───── Text excerpt

While there are many things that our rubric cannot measure, the assessment of your blog for Writing 201 will focus on its rhetorical effectiveness. In grading your final blog, I will look for the following:

  • Clearly defined audience and purpose, and rhetorical choices fitting for that audience and purpose
  • Clear sense of the genre your blog belongs to, and appropriate use of the conventions of that genre (or a clear purpose for any deviations from those conventions)
  • Clear sense of the niche your blog fits into, as well as a clear sense of what differentiates your blog from others within that niche
  • Development of a recognizable blogging voice that builds on your personality, passions, and values – while also appropriately meeting the needs of your defined purpose and audience (including appropriate vocabulary/grammar/usage/mechanics)
  • Deft positioning within your field with appropriate links (in posts and blogroll) and references; AND appropriate use of citation methods for references, links, images, and any other applicable content 
  • Effectively telling your story – in About page, within each post, and between posts 
  • Adherence to ethical blogging practices (cf. Rebecca Blood’s “Weblog Ethics”)
  • Rhetorically appropriate and effective (perhaps even beautiful) design, including deployment of images and other visual media
  • Fluid navigation – links that work, menus/widgets/etc. that function as intended and are easy to find and use

A blog that demonstrates a superior performance in all of these areas will receive an A.

A blog that demonstrates good/strong performance in almost all of these areas will receive a B.

A blog that demonstrates a fair but underdeveloped performance across many of these areas will receive a C.

A blog that demonstrates a limited or poor performance in many of these areas will receive a D.

A blog that fails to meet the minimum requirements and standards will receive an E.

──────────
───── Recorded information

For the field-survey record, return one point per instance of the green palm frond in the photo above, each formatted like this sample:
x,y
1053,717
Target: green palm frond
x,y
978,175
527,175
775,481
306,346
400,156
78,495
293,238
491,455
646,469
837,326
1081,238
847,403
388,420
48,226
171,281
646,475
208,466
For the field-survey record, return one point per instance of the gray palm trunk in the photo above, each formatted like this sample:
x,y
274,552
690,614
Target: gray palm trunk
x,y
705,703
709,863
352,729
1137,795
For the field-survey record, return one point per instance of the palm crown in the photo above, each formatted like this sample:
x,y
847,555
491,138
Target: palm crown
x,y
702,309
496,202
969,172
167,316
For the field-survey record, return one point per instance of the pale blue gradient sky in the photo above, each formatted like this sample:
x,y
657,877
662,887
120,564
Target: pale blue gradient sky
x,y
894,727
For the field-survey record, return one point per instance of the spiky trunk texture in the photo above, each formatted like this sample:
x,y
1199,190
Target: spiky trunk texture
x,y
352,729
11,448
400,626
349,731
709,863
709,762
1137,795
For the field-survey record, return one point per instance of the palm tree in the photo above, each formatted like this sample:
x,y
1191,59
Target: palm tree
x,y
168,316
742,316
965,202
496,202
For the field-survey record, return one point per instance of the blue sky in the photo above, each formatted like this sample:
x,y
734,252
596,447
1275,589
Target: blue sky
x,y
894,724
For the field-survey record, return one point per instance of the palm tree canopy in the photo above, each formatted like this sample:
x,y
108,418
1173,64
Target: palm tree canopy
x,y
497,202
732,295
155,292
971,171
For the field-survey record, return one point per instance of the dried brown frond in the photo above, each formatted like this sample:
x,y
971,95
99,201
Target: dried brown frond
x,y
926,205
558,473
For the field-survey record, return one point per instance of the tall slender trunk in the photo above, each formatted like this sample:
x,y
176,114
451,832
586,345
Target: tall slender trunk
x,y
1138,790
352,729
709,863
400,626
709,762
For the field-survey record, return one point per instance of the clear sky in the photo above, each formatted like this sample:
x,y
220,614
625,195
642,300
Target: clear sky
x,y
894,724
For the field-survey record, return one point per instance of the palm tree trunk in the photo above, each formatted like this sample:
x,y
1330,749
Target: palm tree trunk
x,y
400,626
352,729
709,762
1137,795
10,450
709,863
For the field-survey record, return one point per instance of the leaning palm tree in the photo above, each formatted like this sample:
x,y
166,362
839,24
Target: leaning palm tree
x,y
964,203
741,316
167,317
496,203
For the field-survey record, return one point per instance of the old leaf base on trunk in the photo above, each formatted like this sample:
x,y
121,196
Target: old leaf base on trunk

──────────
───── Recorded information

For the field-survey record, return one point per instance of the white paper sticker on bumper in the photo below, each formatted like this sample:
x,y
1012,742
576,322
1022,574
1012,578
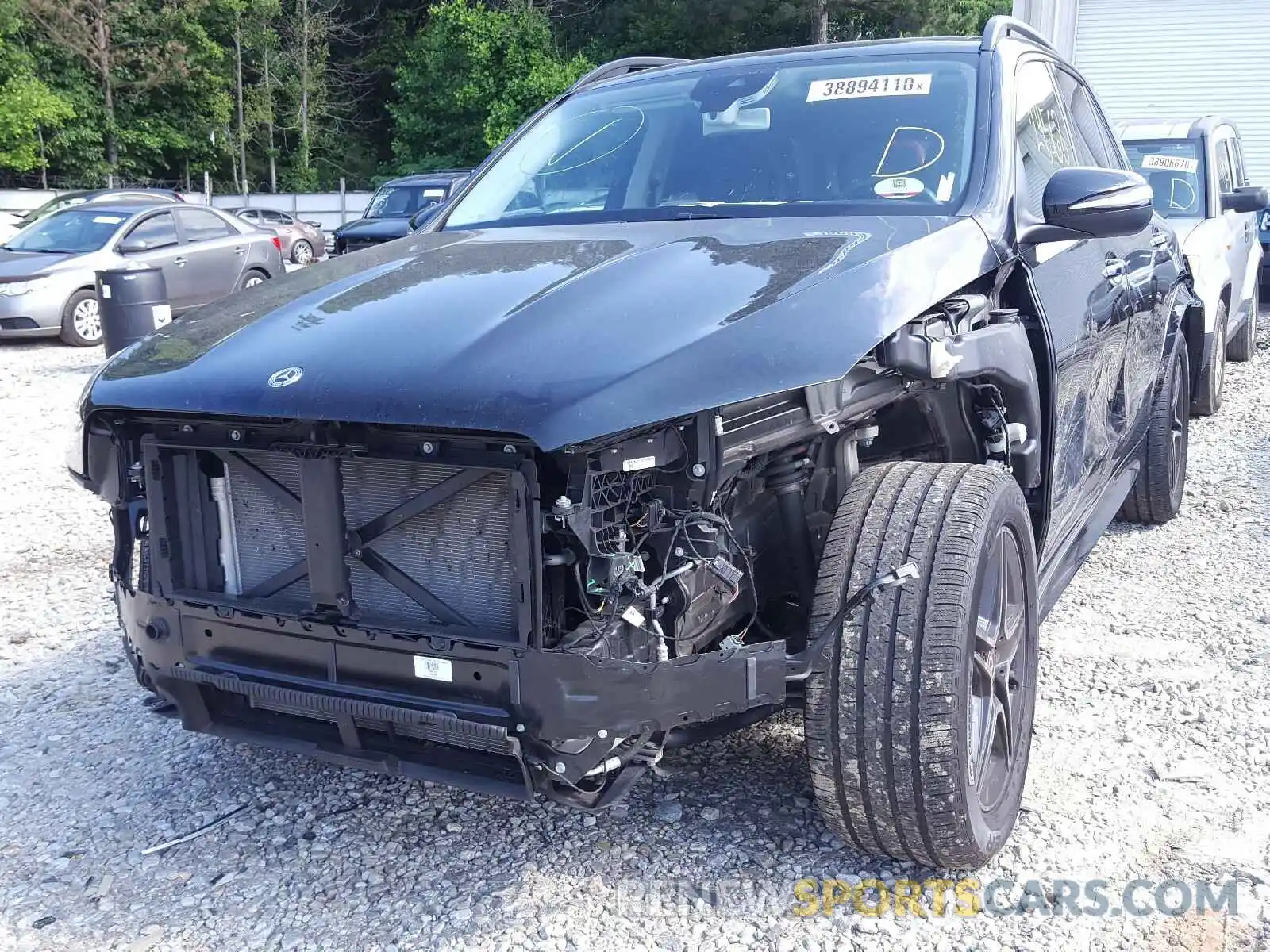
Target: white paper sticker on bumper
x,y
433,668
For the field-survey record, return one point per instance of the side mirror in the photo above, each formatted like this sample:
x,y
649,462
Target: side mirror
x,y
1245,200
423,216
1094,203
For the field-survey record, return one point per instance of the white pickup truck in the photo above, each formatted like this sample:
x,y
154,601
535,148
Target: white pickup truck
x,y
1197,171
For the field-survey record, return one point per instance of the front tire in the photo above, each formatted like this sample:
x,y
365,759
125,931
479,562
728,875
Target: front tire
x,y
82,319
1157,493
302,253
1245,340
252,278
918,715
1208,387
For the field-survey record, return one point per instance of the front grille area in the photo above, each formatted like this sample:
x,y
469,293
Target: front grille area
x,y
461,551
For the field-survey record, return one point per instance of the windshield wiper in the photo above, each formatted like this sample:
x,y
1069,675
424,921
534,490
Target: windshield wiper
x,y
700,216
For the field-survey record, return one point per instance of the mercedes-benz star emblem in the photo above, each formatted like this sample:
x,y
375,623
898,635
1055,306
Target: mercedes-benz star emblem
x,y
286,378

──────────

**Work to complete:**
1. Which work does the blog grading rubric cite for ethical blogging practices?
2. From the blog grading rubric, write out the passage starting with "A blog that demonstrates a fair" and going on through "receive a D.".

**Full solutions:**
1. Rebecca Blood's "Weblog Ethics."

2.
A blog that demonstrates a fair but underdeveloped performance across many of these areas will receive a C.

A blog that demonstrates a limited or poor performance in many of these areas will receive a D.